* **Problem to solve**
The answer is an exact repeat of the entries below, with the pictures omitted.

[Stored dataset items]

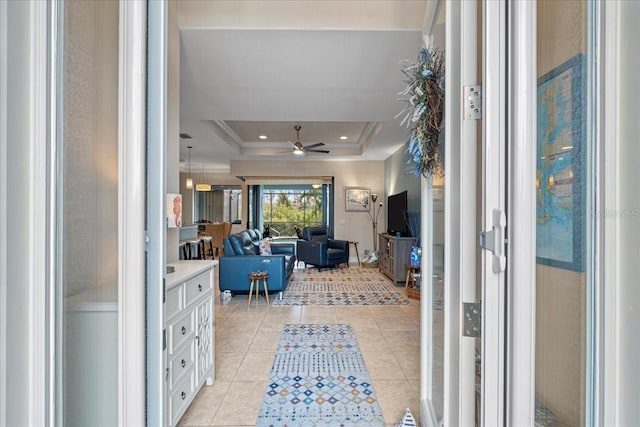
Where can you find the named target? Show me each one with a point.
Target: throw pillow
(319, 239)
(265, 247)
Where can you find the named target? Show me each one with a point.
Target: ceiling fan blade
(316, 145)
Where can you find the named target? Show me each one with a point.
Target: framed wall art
(356, 199)
(560, 180)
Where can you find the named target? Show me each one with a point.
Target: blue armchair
(316, 248)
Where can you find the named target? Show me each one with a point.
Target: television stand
(395, 252)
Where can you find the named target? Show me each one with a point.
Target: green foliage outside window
(284, 209)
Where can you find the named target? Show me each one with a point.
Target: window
(281, 207)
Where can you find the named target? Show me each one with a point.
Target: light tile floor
(247, 338)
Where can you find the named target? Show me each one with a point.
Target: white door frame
(156, 399)
(131, 208)
(493, 191)
(521, 271)
(453, 355)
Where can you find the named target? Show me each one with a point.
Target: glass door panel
(564, 167)
(87, 199)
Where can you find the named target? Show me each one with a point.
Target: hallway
(246, 341)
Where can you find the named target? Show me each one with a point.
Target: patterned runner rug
(319, 378)
(340, 286)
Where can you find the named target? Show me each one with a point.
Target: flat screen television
(397, 214)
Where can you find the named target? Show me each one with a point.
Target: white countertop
(105, 298)
(186, 269)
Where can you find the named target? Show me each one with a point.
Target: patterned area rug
(340, 286)
(319, 378)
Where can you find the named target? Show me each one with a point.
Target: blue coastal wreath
(424, 112)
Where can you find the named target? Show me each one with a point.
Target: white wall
(628, 215)
(173, 120)
(15, 165)
(90, 146)
(368, 174)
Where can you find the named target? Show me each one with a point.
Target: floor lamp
(374, 219)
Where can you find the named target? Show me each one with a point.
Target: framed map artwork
(560, 180)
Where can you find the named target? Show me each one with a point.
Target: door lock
(494, 241)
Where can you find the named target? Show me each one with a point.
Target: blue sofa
(241, 257)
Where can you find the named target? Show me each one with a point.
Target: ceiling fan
(301, 150)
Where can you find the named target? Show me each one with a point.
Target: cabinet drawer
(175, 301)
(181, 364)
(180, 398)
(197, 287)
(180, 331)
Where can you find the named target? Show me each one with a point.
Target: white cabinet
(190, 341)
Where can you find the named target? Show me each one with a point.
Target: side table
(355, 245)
(255, 278)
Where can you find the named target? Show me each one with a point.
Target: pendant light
(189, 183)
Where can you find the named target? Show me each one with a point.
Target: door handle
(495, 242)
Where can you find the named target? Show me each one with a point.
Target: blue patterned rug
(318, 378)
(340, 286)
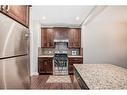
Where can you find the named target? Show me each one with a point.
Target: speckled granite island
(102, 76)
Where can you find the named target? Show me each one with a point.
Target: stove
(60, 64)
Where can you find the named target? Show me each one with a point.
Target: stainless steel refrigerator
(14, 54)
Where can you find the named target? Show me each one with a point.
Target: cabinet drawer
(75, 60)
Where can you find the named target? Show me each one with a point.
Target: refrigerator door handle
(27, 34)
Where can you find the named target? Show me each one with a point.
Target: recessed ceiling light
(77, 18)
(43, 17)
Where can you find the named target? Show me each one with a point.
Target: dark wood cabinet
(20, 13)
(74, 60)
(47, 38)
(74, 36)
(45, 65)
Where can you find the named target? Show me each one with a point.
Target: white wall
(105, 37)
(34, 44)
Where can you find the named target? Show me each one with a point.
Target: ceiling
(61, 15)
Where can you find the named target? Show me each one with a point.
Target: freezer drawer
(14, 73)
(13, 38)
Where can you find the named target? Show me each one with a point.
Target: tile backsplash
(51, 51)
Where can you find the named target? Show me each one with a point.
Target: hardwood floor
(39, 82)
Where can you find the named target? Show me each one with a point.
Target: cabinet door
(18, 12)
(47, 38)
(74, 36)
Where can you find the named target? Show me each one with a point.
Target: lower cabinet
(74, 60)
(45, 65)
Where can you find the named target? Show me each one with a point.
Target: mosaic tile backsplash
(51, 51)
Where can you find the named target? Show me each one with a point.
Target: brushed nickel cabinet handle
(2, 7)
(7, 8)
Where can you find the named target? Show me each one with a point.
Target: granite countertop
(103, 76)
(53, 56)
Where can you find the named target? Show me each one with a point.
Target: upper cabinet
(47, 38)
(74, 36)
(20, 13)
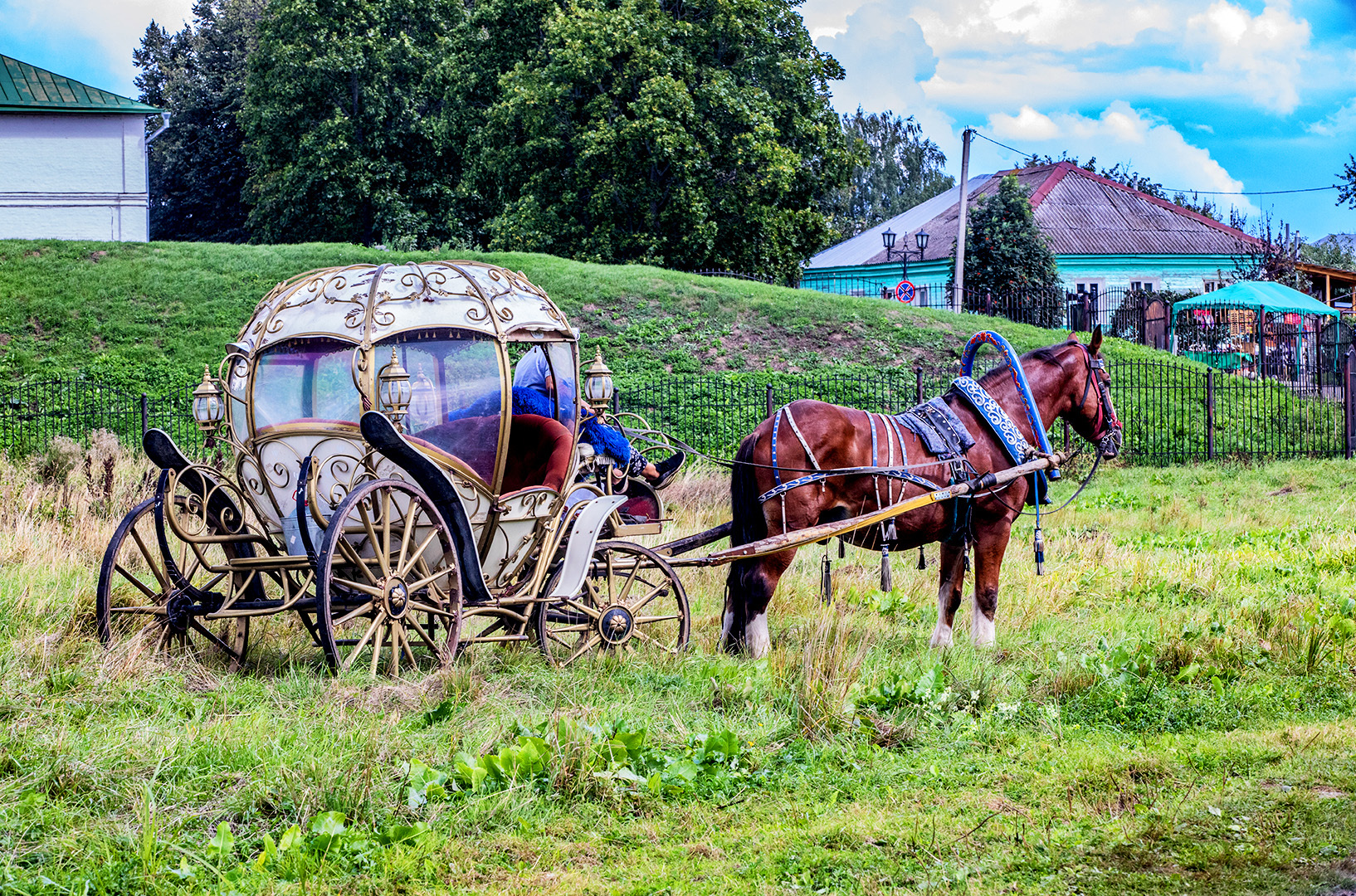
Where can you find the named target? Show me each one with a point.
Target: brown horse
(1066, 381)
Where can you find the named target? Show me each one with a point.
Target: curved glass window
(305, 381)
(455, 393)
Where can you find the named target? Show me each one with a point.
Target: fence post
(1210, 414)
(1349, 410)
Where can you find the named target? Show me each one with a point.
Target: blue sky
(1197, 94)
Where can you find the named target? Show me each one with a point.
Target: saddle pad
(939, 429)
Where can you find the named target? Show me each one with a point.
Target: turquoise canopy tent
(1268, 297)
(1261, 299)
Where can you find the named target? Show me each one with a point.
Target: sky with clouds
(1197, 94)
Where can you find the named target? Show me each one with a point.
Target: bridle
(1107, 431)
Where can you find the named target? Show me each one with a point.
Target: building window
(1090, 288)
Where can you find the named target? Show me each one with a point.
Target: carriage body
(380, 479)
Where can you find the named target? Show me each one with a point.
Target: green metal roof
(27, 89)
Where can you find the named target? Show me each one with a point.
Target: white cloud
(1263, 55)
(1339, 124)
(1119, 134)
(889, 57)
(115, 25)
(1007, 53)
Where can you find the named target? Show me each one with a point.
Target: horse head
(1092, 414)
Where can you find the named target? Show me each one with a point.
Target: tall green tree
(686, 133)
(1005, 250)
(338, 118)
(898, 168)
(198, 75)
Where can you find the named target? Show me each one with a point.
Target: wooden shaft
(788, 540)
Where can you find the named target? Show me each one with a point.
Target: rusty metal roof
(1080, 212)
(27, 89)
(1086, 214)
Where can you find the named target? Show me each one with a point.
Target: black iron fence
(33, 414)
(1173, 411)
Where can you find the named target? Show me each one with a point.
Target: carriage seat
(540, 450)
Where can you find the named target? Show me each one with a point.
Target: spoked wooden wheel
(388, 592)
(155, 588)
(631, 602)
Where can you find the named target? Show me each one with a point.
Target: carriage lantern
(207, 408)
(598, 381)
(395, 389)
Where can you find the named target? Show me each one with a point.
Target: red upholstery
(540, 450)
(470, 440)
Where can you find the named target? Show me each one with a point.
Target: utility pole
(956, 301)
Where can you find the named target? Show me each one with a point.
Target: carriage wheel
(141, 602)
(631, 601)
(388, 592)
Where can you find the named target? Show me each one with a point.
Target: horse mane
(1050, 355)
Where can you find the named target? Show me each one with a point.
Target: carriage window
(455, 393)
(305, 380)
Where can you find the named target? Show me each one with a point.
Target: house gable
(27, 89)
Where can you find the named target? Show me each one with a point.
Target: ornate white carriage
(380, 483)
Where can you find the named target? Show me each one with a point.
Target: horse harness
(941, 434)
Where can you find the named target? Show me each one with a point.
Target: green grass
(147, 314)
(1170, 710)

* **Result**
Where can you find the named target? Show me each one with a point.
Target: throw pillow
(319, 239)
(265, 247)
Where can you find the named target? Show me each one with a point.
Target: ceiling fan blade
(316, 145)
Where can you find the named target? Show me each one with a point.
Target: framed wall art
(356, 199)
(560, 180)
Where can you find the named target? Show me each one with a point.
Target: blue armchair
(316, 248)
Where can you find the named target? Show me each one with a point.
Target: television stand
(395, 252)
Where can you find the named target? Show me each one with a point.
Target: green foliage outside window
(284, 209)
Where can you find the named target? Show me each one with a point.
Target: window
(281, 207)
Where can you find the named target? Show me each one with a point.
Target: light tile floor
(247, 338)
Where can you find the named target? Show me each one with a point.
Target: white door frame
(156, 399)
(131, 208)
(493, 191)
(521, 271)
(453, 355)
Where can you find the named target? Show me each one with a point.
Target: glass door panel
(564, 167)
(87, 199)
Where can you find the named target? Show me each one with a point.
Target: hallway
(246, 341)
Where can you find the named target? Show me each one with a point.
Target: patterned runner rug
(319, 378)
(340, 286)
Where can you find the named target? Show me each one with a point.
Target: flat screen television
(397, 214)
Where can you find the named target? Show me each one with a point.
Target: white countertop
(105, 298)
(186, 269)
Where can you find the named target? Show me each one with a point.
Target: patterned area rug
(340, 286)
(319, 378)
Where can you find the named target? Show me each one with a point.
Target: blue coastal wreath
(424, 112)
Where can you find the named target? Show me each one with a point.
Target: white wall
(628, 215)
(173, 120)
(15, 165)
(90, 146)
(368, 174)
Where can you find the named target? Show me each one with a point.
Target: floor lamp
(374, 219)
Where can you find the named target? Show me each one with a point.
Target: framed map artwork
(560, 180)
Where can you find the named target? Show me each one with a point.
Target: door lock
(494, 241)
Where can you find the named target? Show me each one with a point.
Target: blue sofa
(241, 257)
Where can you find the named target? Show me each one with a point.
Target: ceiling fan
(301, 150)
Where can you find the named target? Show me each one with a point.
Target: cabinet drawer
(175, 301)
(181, 364)
(180, 398)
(197, 287)
(180, 331)
Where can you find the named target? Show me each one with a point.
Target: white cabinet
(190, 341)
Where can you find the named target? Show me each one with a point.
Target: side table
(355, 245)
(255, 278)
Where can you find the named target? Show me each one with a point.
Target: pendant light
(189, 183)
Where can you find the named target? Show me each one with a point.
Target: door handle
(495, 242)
Where can you find the named target? Show me each one with a point.
Target: blue patterned rug
(318, 378)
(340, 286)
Where can you find the named target? Show me each one with a point.
Target: speckled granite island
(102, 76)
Where can you find the named target? Show me each one with a point.
Target: stove
(60, 64)
Where can you find the named target? Show me each one with a point.
Target: stainless steel refrigerator
(14, 54)
Where can you find the named target? Show me each one with a point.
Target: cabinet drawer
(75, 60)
Where can you find the named target? Show me each one with a point.
Target: refrigerator door handle
(27, 34)
Where can you find the named target? Show me each one with a point.
Target: recessed ceiling light
(77, 18)
(43, 17)
Where can you find the named target? Show me each one with a point.
Target: dark wood cabinet
(20, 13)
(74, 60)
(47, 38)
(74, 36)
(45, 65)
Where can you find the named target? Show me each one with a point.
Target: white wall
(105, 37)
(34, 44)
Where can you find the named target? Show me each one with a point.
Target: ceiling
(61, 15)
Where can you find the named target? Show me each one with a point.
Target: freezer drawer
(14, 73)
(13, 38)
Where can you find the named target? Show me each one with a point.
Target: tile backsplash
(51, 51)
Where can you find the named target? Show me each one with a point.
Target: hardwood floor
(39, 82)
Where can you find the named target? Show me each one with a point.
Target: cabinet door
(18, 12)
(47, 38)
(74, 36)
Where can you find the named target? Show me each one with a point.
Target: lower cabinet
(74, 60)
(45, 65)
Where can you find the named target? Show me each one with a point.
Target: mosaic tile backsplash
(51, 51)
Where can you find the named target? Show me each one with a point.
Target: brushed nickel cabinet handle
(2, 7)
(7, 8)
Where can you find the named target? Show me each one with a point.
Target: granite countertop
(103, 76)
(53, 56)
Where can you find the named target? Show me each one with a point.
Target: upper cabinet
(47, 38)
(74, 36)
(20, 13)
Where can you find the named target? Show me each one with a point.
Target: brown horse
(1066, 381)
Where can you find the named target? Show me each one with a point.
Target: curved glass window
(305, 381)
(455, 393)
Where can you find the named target? Show me each one with a point.
Target: fence post
(1210, 414)
(1349, 410)
Where can you find the named target? Show me each one with a point.
Target: blue sky
(1197, 94)
Where can you find the named target? Show me each one with a point.
Target: saddle pad
(939, 429)
Where can you find the named target? Show me each one with a point.
Target: turquoise canopy tent
(1268, 297)
(1261, 299)
Where can you find the named target? Show me each one with a point.
Target: sky with clouds
(1197, 94)
Where can you find the named target? Show me each one with a point.
Target: bridle
(1107, 431)
Where can you find the named target? Show me each one with a point.
Target: building window
(1090, 288)
Where can you find the named target? Show me each one with a point.
Target: carriage body
(380, 479)
Where can you find the named target? Show me each one with a point.
Target: green metal roof
(27, 89)
Where can you find the named target? Show me each one with a point.
Target: white cloud
(1263, 55)
(1339, 124)
(1119, 134)
(889, 57)
(115, 25)
(1007, 53)
Where can you find the named target? Show me each one with a point.
Target: horse head
(1092, 414)
Where can you find the named target? Show me each one with a point.
Target: tall green tree
(686, 133)
(1005, 250)
(338, 118)
(898, 168)
(198, 75)
Where can you find the named target? Show me each one with a point.
Target: wooden shaft
(788, 540)
Where can you find the named target? Show me each one with a point.
Target: rusty metal roof
(1080, 212)
(27, 89)
(1086, 214)
Where can you find the named target? Show me each one with a point.
Target: black iron fence
(33, 414)
(1173, 411)
Where can you find the named target? Show me each one with a point.
Target: carriage seat
(540, 450)
Where can you find the named target? Show me each one with a point.
Target: spoked wooden wheel
(388, 592)
(155, 588)
(631, 602)
Where can you find the named target? Show me each one with a point.
Target: carriage lantern
(207, 408)
(598, 381)
(395, 389)
Where can you find the named target? Show me each one with a point.
Target: red upholstery
(540, 450)
(470, 440)
Where can you find the named target? Show me each one with a point.
Target: utility pole
(956, 301)
Where can you find the named target? Show me each one with a point.
Target: carriage wheel
(141, 602)
(631, 601)
(388, 592)
Where can you find the named target? Show me each one with a point.
Target: horse mane
(1050, 355)
Where can you find the named target? Show me each one with a point.
Target: carriage window
(455, 393)
(305, 380)
Where can you find the named target? Show me each one with a point.
Target: house gable
(27, 89)
Where can you find the named target? Show me each one with a point.
Target: ornate white carriage
(380, 483)
Where can you find the named target? Show me each one with a point.
Target: horse harness
(941, 434)
Where can you find the named target? Show me each one with a point.
Target: green grass
(147, 314)
(1170, 710)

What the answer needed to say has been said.